## Activity
If an entry holds a picture, leave the picture out and copy the rest of the listing exactly.

## The input
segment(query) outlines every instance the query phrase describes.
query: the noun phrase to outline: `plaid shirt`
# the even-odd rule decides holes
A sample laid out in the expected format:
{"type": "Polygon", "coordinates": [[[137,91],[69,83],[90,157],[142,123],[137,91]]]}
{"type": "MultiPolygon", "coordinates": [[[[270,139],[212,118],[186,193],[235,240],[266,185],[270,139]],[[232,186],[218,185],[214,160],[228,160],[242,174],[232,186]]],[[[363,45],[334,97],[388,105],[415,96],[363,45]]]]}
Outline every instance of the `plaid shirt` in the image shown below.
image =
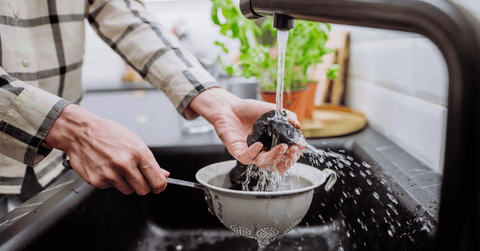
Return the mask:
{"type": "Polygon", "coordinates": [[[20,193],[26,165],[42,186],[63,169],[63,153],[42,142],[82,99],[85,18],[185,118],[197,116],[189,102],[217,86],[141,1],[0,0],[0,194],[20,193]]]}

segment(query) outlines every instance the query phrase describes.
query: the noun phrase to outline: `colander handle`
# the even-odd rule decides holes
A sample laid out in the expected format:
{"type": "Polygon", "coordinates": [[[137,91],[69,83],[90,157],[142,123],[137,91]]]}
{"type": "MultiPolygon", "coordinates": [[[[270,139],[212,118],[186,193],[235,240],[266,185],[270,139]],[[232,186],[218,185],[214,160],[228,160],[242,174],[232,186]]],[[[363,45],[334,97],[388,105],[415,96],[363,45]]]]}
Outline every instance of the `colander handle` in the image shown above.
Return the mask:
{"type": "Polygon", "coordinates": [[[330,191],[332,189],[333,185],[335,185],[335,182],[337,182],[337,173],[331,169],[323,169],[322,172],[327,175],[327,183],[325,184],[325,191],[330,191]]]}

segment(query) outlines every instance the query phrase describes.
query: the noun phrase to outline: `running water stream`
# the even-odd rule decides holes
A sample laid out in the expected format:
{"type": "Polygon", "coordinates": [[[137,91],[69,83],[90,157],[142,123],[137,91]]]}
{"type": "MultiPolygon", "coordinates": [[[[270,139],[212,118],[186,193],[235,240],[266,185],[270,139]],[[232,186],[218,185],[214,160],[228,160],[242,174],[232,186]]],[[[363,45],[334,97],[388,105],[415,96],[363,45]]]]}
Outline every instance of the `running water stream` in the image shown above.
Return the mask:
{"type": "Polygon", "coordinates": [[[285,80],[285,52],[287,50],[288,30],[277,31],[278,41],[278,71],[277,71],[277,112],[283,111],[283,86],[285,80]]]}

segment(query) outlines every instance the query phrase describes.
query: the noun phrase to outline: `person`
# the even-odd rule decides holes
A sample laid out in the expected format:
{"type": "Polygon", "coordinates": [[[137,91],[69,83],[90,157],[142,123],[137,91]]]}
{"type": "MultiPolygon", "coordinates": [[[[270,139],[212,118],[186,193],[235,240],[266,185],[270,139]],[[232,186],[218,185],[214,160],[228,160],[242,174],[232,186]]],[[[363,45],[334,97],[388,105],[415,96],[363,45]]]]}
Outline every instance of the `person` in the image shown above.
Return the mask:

## Finished exercise
segment(query) outlines every instance the query phrase describes.
query: the noun phrase to outline: `plaid shirt`
# the even-odd rule decides holes
A sample laid out in the expected format:
{"type": "Polygon", "coordinates": [[[137,91],[69,83],[90,157],[142,123],[137,91]]]}
{"type": "MultiPolygon", "coordinates": [[[[270,139],[212,118],[186,193],[235,240],[266,185],[270,139]],[[232,186],[218,185],[214,160],[228,160],[242,174],[232,186]]],[[[363,45],[334,97],[388,105],[415,96],[363,45]]]]}
Outline every instance of the `plaid shirt` in the image shown below.
image =
Return the mask:
{"type": "Polygon", "coordinates": [[[20,193],[26,165],[42,186],[63,169],[63,153],[42,142],[82,99],[85,18],[185,118],[197,116],[189,102],[217,86],[141,1],[0,0],[0,194],[20,193]]]}

segment(query) outlines every instance the query phrase describes.
query: the noun phrase to outline: `colander handle`
# the even-odd rule decides holes
A sample laid out in the expected format:
{"type": "Polygon", "coordinates": [[[137,91],[69,83],[90,157],[142,123],[137,91]]]}
{"type": "MultiPolygon", "coordinates": [[[[270,139],[212,118],[186,193],[235,240],[266,185],[270,139]],[[232,186],[218,185],[214,160],[228,160],[242,174],[232,186]]],[[[363,45],[334,97],[388,105],[415,96],[363,45]]]]}
Outline every instance of the `colander handle` in the image shown above.
Return the mask:
{"type": "Polygon", "coordinates": [[[330,191],[332,189],[333,185],[335,185],[335,182],[337,182],[337,173],[331,169],[323,169],[322,172],[327,175],[327,183],[325,184],[325,191],[330,191]]]}

segment(query) outlines every instance the query phrase describes.
query: the noun phrase to outline: `running water stream`
# the even-odd rule decides holes
A sample laid out in the expected format:
{"type": "Polygon", "coordinates": [[[137,91],[69,83],[90,157],[142,123],[137,91]]]}
{"type": "MultiPolygon", "coordinates": [[[[270,139],[212,118],[186,193],[235,240],[266,185],[270,139]],[[232,186],[218,185],[214,160],[228,160],[242,174],[232,186]]],[[[363,45],[334,97],[388,105],[415,96],[363,45]]]]}
Outline every instance of the `running water stream` in the image shown above.
Return the mask:
{"type": "Polygon", "coordinates": [[[285,80],[285,52],[287,50],[288,30],[277,31],[278,41],[278,71],[277,71],[277,112],[283,111],[283,86],[285,80]]]}

segment(query) outlines every instance the query phrase describes.
query: the noun phrase to outline: `person`
# the even-odd rule decides holes
A sample laid out in the expected format:
{"type": "Polygon", "coordinates": [[[137,91],[69,83],[90,157],[142,123],[137,91]]]}
{"type": "MultiPolygon", "coordinates": [[[[270,139],[212,118],[186,193],[235,240],[266,185],[270,139]],[[232,186],[218,185],[214,160],[228,160],[242,174],[232,186]]],[[[363,45],[334,97],[388,105],[415,96],[363,45]]]]}
Outline every instance of the `person` in the image shown above.
Return the mask:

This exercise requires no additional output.